• **WRITTEN REQUEST**
Print the lines below exactly, beginning with the line that contains "Could you point out every instance of the stirrup" and continuing through the last line.

Excerpts from point annotation lines
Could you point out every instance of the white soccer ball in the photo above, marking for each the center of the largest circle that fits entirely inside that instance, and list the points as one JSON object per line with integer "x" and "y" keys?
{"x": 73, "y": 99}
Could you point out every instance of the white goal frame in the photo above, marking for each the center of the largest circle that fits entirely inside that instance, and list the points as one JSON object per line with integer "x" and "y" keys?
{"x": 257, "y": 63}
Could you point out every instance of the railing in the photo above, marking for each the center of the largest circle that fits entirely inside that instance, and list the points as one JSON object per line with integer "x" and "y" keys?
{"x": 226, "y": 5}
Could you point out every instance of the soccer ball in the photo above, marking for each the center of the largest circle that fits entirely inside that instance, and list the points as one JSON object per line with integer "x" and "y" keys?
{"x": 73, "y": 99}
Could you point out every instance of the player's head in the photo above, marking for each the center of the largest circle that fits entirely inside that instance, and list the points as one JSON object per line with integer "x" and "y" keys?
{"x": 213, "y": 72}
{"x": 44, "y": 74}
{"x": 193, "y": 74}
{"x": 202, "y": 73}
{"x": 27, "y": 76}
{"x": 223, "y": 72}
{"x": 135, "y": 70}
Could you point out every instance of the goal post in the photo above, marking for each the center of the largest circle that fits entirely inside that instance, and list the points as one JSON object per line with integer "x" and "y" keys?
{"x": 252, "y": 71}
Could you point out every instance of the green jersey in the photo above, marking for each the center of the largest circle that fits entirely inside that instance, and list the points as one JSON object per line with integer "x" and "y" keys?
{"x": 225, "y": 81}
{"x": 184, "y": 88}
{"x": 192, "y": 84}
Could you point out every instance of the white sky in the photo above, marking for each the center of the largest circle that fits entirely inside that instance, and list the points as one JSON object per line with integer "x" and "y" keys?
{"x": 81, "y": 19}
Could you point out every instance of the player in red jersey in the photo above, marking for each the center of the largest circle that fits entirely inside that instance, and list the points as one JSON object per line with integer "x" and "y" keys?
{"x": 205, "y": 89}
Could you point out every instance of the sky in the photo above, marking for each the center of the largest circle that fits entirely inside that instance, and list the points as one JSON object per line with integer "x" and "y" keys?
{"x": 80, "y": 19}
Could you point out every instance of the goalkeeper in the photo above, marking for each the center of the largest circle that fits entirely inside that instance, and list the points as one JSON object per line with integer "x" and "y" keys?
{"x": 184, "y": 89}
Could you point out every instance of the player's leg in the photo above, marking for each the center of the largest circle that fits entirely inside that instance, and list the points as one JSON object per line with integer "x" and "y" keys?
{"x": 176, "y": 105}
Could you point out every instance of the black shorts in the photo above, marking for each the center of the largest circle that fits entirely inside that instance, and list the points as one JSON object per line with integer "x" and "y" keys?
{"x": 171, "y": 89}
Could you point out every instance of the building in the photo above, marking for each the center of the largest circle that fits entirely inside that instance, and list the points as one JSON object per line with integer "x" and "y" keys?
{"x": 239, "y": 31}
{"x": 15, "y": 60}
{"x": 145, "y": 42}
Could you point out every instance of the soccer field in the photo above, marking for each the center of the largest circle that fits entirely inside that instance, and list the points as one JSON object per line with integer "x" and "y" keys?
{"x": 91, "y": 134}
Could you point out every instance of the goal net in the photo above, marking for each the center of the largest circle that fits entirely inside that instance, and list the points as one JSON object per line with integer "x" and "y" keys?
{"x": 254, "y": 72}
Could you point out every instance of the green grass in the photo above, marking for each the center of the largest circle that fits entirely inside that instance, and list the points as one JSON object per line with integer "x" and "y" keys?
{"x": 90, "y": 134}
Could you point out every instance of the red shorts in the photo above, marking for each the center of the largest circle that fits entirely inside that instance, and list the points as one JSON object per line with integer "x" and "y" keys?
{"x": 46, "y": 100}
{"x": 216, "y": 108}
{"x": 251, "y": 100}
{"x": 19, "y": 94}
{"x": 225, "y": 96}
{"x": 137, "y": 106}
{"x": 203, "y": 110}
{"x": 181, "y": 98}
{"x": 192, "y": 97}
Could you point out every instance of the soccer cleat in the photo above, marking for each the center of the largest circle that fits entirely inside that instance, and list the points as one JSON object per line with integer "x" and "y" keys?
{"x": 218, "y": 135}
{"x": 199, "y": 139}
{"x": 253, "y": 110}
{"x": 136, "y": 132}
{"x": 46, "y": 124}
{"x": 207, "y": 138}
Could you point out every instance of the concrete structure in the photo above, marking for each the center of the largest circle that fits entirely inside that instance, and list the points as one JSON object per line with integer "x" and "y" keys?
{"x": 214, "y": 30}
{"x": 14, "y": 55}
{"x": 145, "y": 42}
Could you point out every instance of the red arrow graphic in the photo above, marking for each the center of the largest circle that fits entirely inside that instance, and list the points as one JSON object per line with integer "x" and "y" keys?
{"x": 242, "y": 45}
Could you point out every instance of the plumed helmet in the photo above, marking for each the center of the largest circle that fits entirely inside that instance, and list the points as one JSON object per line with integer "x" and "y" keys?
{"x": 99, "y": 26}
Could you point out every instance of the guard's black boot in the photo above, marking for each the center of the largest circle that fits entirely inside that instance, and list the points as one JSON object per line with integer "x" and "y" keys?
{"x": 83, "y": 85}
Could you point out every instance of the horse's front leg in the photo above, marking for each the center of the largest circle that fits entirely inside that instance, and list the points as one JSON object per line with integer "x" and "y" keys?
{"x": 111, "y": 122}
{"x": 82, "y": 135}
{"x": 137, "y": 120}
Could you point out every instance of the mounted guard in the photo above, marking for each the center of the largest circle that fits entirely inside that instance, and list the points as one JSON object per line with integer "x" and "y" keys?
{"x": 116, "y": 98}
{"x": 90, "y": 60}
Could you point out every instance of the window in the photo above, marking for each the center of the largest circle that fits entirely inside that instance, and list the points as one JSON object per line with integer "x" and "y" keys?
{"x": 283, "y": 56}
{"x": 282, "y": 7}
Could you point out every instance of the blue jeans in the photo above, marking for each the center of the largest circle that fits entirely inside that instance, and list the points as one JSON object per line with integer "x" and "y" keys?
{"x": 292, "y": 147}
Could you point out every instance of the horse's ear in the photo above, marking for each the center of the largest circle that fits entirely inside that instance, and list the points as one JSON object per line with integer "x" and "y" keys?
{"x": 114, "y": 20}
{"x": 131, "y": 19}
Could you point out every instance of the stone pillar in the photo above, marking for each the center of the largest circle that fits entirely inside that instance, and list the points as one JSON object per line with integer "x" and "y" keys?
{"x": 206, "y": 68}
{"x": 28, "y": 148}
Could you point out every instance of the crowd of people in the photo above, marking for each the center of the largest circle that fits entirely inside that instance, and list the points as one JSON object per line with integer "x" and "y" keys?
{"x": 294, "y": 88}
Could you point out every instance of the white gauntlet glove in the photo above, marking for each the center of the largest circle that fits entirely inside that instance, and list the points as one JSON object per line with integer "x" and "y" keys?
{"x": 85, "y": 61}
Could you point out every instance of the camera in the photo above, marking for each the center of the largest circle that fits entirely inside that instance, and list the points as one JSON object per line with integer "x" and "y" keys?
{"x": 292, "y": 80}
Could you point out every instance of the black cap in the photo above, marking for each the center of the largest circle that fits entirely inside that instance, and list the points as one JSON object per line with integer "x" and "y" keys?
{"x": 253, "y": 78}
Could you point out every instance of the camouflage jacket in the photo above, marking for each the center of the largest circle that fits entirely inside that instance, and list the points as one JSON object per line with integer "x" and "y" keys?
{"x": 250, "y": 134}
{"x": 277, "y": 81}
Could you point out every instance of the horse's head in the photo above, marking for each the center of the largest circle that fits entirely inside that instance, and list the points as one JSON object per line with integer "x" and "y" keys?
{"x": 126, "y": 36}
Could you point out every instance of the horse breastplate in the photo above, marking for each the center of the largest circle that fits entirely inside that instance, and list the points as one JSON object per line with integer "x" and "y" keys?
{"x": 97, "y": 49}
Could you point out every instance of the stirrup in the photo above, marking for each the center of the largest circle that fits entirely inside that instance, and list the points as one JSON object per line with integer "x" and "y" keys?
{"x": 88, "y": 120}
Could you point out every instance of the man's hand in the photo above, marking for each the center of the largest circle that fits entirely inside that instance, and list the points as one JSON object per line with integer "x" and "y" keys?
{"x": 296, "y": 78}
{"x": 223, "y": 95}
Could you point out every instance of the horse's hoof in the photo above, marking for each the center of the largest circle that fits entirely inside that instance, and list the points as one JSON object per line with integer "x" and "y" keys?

• **ANSWER IN FULL**
Could you point out every instance of the stirrup in the photo above, marking for each the center of the largest circle that fits entirely inside that instance, and list the points as one JSON object per line with integer "x" and "y" keys?
{"x": 88, "y": 120}
Could you point out every instance of the man's hand in the photo above, marking for each the center of the largest circle that fits entirely inside that instance, and list the points as one JSON object per line with integer "x" and "y" keys?
{"x": 296, "y": 78}
{"x": 223, "y": 95}
Could you point out every instance of the horse's hoof in the photo above, marking for each the center of the largest circle that fits entirely inside that instance, and list the points as one JSON object per line with integer "x" and "y" keys?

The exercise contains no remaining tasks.